**GIVEN PASSAGE:**
=====

Category Archives: Book Review

“Neverland” or “networked publics”? : A review of “It’s complicated: The social lives of networked teens”

A few months ago, I started collecting data for my Ph.D dissertation. Since I study interpersonal and group behavior in multiplayer online games, I got quite involved in the online forums of my studied game. I also interviewed many gamers via Skype text chat. As I expected, most of these gamers are teens (aged 14 to 17).

Their stories are not so different from my assumption: They love their parents but they want to escape from the “boring” family lives; they crave for friendships but they struggle with finding “true friends” in school; they look forward to love and romance but they are afraid of responsibilities; they expect to grow up but they are scared of the “cold” adult world.

=====

**DATA LISTING:**

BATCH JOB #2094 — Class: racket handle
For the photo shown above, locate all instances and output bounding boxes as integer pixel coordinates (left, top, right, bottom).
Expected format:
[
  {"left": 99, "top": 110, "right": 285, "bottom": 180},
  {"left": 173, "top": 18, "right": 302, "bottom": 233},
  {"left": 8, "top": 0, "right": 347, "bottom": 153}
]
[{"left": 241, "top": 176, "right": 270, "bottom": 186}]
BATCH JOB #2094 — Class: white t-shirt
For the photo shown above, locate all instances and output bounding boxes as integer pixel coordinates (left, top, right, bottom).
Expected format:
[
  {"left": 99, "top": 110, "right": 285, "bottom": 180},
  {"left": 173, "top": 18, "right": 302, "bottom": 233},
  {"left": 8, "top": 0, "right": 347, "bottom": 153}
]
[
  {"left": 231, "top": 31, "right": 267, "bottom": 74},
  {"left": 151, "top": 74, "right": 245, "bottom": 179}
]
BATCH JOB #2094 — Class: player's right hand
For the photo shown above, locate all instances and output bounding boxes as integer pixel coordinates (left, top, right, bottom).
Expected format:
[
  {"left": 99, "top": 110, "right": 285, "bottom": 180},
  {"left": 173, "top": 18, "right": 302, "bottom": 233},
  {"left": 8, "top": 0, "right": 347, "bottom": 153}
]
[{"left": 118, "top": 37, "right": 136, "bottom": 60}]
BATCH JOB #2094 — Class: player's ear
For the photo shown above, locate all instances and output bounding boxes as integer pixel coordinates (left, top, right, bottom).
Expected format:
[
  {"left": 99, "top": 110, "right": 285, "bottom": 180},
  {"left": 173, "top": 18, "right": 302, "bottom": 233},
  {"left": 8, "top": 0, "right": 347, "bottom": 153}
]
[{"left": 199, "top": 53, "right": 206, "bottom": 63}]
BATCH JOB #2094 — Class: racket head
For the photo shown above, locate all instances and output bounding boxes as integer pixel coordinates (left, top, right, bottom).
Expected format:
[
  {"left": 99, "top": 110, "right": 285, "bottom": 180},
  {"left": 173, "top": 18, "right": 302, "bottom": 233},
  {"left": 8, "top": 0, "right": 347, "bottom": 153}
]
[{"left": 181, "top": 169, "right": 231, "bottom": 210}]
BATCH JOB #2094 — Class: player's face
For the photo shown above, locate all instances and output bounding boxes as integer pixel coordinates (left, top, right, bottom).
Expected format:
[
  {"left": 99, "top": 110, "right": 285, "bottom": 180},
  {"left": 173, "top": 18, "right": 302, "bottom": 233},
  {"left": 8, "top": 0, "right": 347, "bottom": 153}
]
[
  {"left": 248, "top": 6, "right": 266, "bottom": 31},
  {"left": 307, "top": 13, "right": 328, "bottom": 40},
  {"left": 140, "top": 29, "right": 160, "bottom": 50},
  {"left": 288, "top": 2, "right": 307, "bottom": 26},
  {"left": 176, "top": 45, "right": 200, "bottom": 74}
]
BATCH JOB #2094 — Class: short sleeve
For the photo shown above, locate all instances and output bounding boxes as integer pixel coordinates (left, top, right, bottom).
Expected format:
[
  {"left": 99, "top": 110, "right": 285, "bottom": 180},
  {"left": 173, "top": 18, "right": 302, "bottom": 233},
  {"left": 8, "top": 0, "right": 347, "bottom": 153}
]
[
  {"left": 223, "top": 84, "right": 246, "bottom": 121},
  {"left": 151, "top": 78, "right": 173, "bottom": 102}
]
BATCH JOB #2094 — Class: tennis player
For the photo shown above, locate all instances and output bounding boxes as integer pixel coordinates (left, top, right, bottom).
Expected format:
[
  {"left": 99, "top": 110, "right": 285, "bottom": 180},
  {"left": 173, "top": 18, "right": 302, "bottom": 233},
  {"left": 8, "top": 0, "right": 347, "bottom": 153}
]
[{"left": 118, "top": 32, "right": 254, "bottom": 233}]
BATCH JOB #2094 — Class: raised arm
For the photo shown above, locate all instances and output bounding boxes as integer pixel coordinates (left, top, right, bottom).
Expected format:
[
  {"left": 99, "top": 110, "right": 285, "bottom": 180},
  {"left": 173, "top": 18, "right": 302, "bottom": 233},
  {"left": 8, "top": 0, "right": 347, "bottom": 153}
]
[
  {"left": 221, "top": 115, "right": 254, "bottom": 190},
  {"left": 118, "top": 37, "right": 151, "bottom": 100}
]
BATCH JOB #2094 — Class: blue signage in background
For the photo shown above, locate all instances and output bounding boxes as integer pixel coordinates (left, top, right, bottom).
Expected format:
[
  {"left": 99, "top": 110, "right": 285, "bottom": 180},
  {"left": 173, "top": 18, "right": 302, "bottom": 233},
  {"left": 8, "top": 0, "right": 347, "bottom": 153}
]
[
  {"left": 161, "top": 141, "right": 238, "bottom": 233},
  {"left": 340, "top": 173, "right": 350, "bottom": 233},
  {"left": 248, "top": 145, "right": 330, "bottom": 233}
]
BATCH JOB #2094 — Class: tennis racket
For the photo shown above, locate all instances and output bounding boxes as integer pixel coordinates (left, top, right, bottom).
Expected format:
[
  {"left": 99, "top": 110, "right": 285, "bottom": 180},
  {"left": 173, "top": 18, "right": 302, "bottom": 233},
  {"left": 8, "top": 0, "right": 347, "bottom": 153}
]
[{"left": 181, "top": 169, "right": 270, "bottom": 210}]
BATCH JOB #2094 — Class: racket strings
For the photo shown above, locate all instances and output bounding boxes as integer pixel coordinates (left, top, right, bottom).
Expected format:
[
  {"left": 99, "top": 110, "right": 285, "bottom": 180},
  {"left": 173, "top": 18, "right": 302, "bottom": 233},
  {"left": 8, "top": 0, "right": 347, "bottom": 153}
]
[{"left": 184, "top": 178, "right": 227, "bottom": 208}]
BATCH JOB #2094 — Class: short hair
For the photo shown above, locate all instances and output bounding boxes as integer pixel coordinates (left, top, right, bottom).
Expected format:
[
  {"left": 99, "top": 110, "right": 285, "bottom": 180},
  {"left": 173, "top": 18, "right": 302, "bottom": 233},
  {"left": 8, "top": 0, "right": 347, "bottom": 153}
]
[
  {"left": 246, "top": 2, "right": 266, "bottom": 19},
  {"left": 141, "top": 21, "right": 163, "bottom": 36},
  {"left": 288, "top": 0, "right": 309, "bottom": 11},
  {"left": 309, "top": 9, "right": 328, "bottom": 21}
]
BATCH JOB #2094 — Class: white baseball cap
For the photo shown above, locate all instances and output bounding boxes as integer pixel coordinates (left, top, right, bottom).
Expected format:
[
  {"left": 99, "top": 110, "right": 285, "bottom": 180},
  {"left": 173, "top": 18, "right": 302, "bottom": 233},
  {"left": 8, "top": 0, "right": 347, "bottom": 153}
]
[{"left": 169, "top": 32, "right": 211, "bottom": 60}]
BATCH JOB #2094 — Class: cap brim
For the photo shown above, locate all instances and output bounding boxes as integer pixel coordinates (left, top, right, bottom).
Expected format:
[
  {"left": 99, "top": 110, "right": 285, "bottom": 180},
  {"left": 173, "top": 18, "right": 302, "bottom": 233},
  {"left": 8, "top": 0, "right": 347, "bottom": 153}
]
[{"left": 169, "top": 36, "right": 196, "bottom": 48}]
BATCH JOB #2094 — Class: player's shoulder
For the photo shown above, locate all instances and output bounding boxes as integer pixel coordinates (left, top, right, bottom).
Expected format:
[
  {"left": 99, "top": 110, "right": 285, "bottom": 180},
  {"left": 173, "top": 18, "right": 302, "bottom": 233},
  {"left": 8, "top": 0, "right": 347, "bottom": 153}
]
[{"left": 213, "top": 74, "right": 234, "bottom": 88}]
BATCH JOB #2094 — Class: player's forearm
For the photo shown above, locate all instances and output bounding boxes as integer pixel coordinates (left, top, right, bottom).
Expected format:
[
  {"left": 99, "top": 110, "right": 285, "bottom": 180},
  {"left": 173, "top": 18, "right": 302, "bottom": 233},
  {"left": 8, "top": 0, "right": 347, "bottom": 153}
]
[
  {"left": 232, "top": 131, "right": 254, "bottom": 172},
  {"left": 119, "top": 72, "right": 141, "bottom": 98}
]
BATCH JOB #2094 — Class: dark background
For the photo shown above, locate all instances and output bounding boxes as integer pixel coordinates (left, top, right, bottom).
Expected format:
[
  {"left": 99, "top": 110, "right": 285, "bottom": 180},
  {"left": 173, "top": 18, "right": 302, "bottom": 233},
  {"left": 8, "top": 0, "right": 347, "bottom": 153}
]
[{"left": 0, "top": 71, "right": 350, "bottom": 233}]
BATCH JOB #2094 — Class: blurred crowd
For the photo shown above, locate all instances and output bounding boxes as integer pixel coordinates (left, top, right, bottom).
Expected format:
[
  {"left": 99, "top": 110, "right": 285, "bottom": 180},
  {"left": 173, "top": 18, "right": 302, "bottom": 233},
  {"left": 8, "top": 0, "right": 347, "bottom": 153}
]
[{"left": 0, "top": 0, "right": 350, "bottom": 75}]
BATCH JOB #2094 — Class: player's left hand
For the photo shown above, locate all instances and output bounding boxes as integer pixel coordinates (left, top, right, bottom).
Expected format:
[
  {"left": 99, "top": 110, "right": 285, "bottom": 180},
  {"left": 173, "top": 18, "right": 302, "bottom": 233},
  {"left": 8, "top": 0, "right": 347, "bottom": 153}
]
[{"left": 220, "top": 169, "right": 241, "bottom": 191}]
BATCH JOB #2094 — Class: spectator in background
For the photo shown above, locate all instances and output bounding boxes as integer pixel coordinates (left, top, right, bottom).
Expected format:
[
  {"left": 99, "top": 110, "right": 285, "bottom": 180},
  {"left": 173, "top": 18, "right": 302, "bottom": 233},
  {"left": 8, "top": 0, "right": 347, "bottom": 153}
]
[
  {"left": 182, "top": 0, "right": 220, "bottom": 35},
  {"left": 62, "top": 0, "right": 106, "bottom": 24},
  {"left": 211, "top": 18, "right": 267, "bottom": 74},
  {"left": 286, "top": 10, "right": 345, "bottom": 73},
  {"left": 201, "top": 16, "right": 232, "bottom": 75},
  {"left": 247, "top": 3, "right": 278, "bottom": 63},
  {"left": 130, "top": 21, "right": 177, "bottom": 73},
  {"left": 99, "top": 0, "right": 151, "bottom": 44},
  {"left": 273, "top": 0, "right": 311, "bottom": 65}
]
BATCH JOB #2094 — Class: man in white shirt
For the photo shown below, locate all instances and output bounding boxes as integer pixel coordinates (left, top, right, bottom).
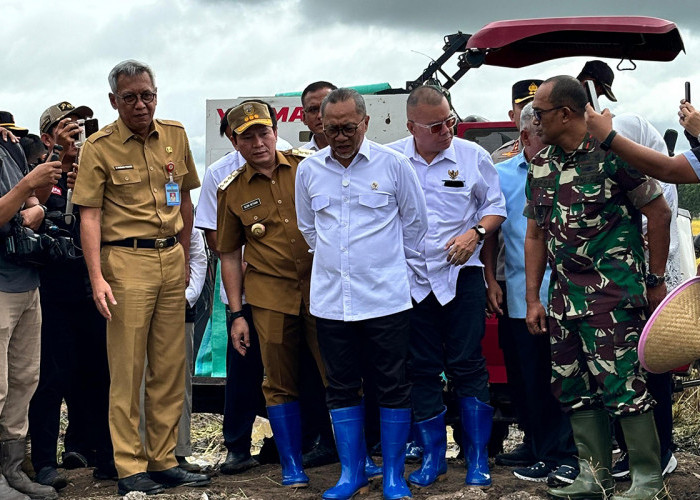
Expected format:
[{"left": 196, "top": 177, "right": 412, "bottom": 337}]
[
  {"left": 389, "top": 85, "right": 506, "bottom": 486},
  {"left": 301, "top": 81, "right": 338, "bottom": 151},
  {"left": 295, "top": 88, "right": 427, "bottom": 498}
]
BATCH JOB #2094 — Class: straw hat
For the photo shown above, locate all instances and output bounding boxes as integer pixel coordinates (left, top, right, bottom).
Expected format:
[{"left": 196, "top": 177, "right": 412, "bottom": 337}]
[{"left": 638, "top": 276, "right": 700, "bottom": 373}]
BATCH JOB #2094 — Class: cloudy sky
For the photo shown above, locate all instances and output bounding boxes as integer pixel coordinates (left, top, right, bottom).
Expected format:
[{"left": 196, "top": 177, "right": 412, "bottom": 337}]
[{"left": 0, "top": 0, "right": 700, "bottom": 201}]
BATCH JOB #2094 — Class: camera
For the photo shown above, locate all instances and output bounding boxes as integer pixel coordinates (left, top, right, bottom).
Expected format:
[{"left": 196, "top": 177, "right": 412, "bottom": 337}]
[{"left": 0, "top": 212, "right": 76, "bottom": 267}]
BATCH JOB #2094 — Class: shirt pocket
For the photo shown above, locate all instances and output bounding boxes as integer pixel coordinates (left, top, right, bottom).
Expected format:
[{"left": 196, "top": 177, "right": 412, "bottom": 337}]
[
  {"left": 110, "top": 168, "right": 145, "bottom": 203},
  {"left": 163, "top": 160, "right": 188, "bottom": 184},
  {"left": 566, "top": 178, "right": 606, "bottom": 228}
]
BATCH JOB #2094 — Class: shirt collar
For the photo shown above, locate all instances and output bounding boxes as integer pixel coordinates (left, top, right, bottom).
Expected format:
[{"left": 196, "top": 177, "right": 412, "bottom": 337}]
[
  {"left": 117, "top": 116, "right": 158, "bottom": 144},
  {"left": 241, "top": 151, "right": 292, "bottom": 183},
  {"left": 404, "top": 136, "right": 457, "bottom": 165}
]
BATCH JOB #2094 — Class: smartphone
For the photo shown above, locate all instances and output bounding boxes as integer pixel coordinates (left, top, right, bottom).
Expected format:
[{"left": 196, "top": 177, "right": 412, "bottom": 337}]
[
  {"left": 85, "top": 118, "right": 100, "bottom": 137},
  {"left": 583, "top": 80, "right": 600, "bottom": 113}
]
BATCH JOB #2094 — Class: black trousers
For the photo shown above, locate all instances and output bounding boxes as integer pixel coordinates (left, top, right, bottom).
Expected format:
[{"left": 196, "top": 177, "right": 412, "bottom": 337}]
[
  {"left": 316, "top": 311, "right": 411, "bottom": 410},
  {"left": 498, "top": 308, "right": 577, "bottom": 467},
  {"left": 29, "top": 294, "right": 113, "bottom": 472},
  {"left": 409, "top": 266, "right": 490, "bottom": 422},
  {"left": 223, "top": 304, "right": 333, "bottom": 453}
]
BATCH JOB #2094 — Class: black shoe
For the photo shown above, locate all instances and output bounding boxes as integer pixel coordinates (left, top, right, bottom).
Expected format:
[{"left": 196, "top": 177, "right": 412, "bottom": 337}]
[
  {"left": 255, "top": 437, "right": 280, "bottom": 465},
  {"left": 496, "top": 443, "right": 537, "bottom": 467},
  {"left": 34, "top": 466, "right": 68, "bottom": 491},
  {"left": 175, "top": 455, "right": 202, "bottom": 472},
  {"left": 513, "top": 462, "right": 552, "bottom": 483},
  {"left": 219, "top": 451, "right": 260, "bottom": 475},
  {"left": 612, "top": 453, "right": 630, "bottom": 481},
  {"left": 547, "top": 465, "right": 579, "bottom": 487},
  {"left": 301, "top": 443, "right": 338, "bottom": 469},
  {"left": 117, "top": 472, "right": 165, "bottom": 495},
  {"left": 63, "top": 451, "right": 88, "bottom": 469},
  {"left": 148, "top": 467, "right": 211, "bottom": 488},
  {"left": 92, "top": 461, "right": 119, "bottom": 481}
]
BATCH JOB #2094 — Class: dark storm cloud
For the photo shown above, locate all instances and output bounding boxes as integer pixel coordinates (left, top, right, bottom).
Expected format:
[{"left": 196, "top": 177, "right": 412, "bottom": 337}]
[{"left": 300, "top": 0, "right": 700, "bottom": 35}]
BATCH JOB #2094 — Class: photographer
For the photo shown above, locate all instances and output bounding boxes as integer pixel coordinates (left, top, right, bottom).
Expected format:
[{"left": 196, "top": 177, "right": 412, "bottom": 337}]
[
  {"left": 29, "top": 101, "right": 116, "bottom": 489},
  {"left": 0, "top": 111, "right": 61, "bottom": 500}
]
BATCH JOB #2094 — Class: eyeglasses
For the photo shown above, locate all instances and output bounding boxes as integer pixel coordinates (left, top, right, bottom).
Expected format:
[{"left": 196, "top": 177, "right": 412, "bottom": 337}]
[
  {"left": 532, "top": 106, "right": 568, "bottom": 121},
  {"left": 408, "top": 114, "right": 457, "bottom": 134},
  {"left": 115, "top": 91, "right": 156, "bottom": 106},
  {"left": 323, "top": 117, "right": 365, "bottom": 138}
]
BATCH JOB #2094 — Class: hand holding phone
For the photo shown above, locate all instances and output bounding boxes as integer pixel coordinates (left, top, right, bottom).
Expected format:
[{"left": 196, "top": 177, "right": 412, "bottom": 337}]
[{"left": 583, "top": 80, "right": 600, "bottom": 113}]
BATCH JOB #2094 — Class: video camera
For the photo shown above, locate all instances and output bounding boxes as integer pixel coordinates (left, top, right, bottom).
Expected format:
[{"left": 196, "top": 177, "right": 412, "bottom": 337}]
[{"left": 0, "top": 212, "right": 77, "bottom": 267}]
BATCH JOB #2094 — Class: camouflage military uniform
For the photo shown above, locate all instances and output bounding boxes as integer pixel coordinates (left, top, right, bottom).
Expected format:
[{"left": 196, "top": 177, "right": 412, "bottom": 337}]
[{"left": 524, "top": 135, "right": 662, "bottom": 415}]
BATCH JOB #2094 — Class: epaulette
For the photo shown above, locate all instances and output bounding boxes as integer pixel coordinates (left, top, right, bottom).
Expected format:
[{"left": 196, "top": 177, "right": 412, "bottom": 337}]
[
  {"left": 282, "top": 148, "right": 316, "bottom": 158},
  {"left": 219, "top": 166, "right": 245, "bottom": 191},
  {"left": 87, "top": 122, "right": 116, "bottom": 144},
  {"left": 156, "top": 118, "right": 185, "bottom": 128}
]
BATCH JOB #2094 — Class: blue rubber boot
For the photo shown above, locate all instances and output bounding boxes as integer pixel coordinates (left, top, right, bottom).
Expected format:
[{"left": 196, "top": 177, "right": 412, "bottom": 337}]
[
  {"left": 459, "top": 397, "right": 493, "bottom": 486},
  {"left": 408, "top": 409, "right": 447, "bottom": 487},
  {"left": 365, "top": 453, "right": 383, "bottom": 481},
  {"left": 323, "top": 406, "right": 369, "bottom": 500},
  {"left": 379, "top": 406, "right": 413, "bottom": 500},
  {"left": 267, "top": 401, "right": 309, "bottom": 488}
]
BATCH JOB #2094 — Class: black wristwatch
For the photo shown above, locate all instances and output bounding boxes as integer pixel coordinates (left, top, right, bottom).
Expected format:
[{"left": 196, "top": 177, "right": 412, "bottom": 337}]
[
  {"left": 228, "top": 309, "right": 243, "bottom": 321},
  {"left": 471, "top": 224, "right": 486, "bottom": 241},
  {"left": 644, "top": 273, "right": 666, "bottom": 288}
]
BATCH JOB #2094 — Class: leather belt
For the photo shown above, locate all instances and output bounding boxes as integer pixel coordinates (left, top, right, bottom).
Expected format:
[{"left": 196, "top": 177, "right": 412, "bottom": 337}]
[{"left": 102, "top": 236, "right": 177, "bottom": 248}]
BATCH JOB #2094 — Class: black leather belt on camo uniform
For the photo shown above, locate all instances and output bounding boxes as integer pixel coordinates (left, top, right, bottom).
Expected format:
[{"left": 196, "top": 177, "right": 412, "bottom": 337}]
[{"left": 102, "top": 236, "right": 177, "bottom": 248}]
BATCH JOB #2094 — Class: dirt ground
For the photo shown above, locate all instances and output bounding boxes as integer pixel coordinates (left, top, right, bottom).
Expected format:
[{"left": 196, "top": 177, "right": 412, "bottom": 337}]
[{"left": 61, "top": 452, "right": 700, "bottom": 500}]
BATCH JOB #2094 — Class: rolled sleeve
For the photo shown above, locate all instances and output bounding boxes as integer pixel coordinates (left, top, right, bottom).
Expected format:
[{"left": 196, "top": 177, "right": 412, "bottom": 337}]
[
  {"left": 683, "top": 147, "right": 700, "bottom": 180},
  {"left": 72, "top": 142, "right": 107, "bottom": 208}
]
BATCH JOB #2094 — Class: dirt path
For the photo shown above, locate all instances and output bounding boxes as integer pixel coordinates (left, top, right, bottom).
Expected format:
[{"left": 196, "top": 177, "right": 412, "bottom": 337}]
[{"left": 61, "top": 452, "right": 700, "bottom": 500}]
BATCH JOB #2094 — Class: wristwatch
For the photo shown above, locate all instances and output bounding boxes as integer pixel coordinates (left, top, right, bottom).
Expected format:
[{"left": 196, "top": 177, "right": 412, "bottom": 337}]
[
  {"left": 471, "top": 224, "right": 486, "bottom": 241},
  {"left": 644, "top": 273, "right": 666, "bottom": 288}
]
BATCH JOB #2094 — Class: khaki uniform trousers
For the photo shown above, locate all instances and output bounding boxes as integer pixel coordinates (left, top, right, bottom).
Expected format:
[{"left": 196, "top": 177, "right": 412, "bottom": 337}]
[
  {"left": 101, "top": 244, "right": 185, "bottom": 478},
  {"left": 251, "top": 303, "right": 326, "bottom": 406},
  {"left": 0, "top": 288, "right": 41, "bottom": 441}
]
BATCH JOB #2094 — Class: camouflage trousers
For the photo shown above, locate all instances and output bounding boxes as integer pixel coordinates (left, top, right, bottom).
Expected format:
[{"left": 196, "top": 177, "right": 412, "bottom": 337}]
[{"left": 548, "top": 308, "right": 654, "bottom": 415}]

=====

**SET EXERCISE 1:** Copy out the review of "It's complicated" in full, word for word.
**SET EXERCISE 2:** Count the lines in the records that contain the string "shirt". Give only the number.

**EXERCISE SOLUTION 1:**
Category Archives: Book Review

“Neverland” or “networked publics”? : A review of “It’s complicated: The social lives of networked teens”

A few months ago, I started collecting data for my Ph.D dissertation. Since I study interpersonal and group behavior in multiplayer online games, I got quite involved in the online forums of my studied game. I also interviewed many gamers via Skype text chat. As I expected, most of these gamers are teens (aged 14 to 17).

Their stories are not so different from my assumption: They love their parents but they want to escape from the “boring” family lives; they crave for friendships but they struggle with finding “true friends” in school; they look forward to love and romance but they are afraid of responsibilities; they expect to grow up but they are scared of the “cold” adult world.

**EXERCISE SOLUTION 2:** 4